▸ **AIM OF THE EXERCISE**: Tally the lines in the rows below that contain the word "hand", and give only the number.

** Start **

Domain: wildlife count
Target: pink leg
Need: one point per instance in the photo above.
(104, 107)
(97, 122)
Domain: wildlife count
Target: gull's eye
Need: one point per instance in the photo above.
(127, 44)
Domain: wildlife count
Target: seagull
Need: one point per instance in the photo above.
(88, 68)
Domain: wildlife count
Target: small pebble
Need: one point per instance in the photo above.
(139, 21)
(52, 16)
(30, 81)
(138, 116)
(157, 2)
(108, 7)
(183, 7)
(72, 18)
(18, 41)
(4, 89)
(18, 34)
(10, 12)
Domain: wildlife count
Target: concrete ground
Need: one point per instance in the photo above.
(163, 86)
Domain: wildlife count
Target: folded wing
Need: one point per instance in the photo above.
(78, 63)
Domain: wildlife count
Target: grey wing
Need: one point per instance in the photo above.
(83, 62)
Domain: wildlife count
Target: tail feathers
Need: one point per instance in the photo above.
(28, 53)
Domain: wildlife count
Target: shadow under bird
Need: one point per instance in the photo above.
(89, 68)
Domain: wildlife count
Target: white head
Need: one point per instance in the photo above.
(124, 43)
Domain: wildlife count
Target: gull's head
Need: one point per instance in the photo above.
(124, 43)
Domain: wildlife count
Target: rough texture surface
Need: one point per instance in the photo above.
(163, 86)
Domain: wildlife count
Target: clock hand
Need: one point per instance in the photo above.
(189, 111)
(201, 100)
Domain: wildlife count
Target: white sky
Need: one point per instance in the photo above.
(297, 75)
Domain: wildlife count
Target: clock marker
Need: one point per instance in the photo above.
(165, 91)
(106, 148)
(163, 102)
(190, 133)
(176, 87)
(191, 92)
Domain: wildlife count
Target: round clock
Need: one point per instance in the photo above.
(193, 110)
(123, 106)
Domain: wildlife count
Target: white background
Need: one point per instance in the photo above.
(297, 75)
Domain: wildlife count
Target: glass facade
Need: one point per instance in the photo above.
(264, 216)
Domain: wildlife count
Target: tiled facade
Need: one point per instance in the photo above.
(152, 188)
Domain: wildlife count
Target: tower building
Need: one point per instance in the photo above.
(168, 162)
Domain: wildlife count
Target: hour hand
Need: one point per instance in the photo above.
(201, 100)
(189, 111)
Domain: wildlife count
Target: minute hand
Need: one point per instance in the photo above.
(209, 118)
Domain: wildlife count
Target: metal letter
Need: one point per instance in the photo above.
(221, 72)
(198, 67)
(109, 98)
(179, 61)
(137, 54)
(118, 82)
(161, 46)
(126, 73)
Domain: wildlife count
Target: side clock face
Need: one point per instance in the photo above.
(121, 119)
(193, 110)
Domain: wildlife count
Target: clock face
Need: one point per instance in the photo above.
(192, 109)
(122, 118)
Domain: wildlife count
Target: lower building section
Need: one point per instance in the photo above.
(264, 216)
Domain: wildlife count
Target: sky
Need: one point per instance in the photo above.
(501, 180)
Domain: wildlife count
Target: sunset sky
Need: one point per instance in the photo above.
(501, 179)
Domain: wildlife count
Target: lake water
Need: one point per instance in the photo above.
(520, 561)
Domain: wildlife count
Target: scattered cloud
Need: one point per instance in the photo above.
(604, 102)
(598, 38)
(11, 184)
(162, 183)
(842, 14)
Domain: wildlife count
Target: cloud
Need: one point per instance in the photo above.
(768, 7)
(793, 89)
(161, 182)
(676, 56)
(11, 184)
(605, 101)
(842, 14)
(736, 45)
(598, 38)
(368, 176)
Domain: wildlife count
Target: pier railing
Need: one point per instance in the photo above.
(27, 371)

** End **

▸ **TASK RESULT**: 3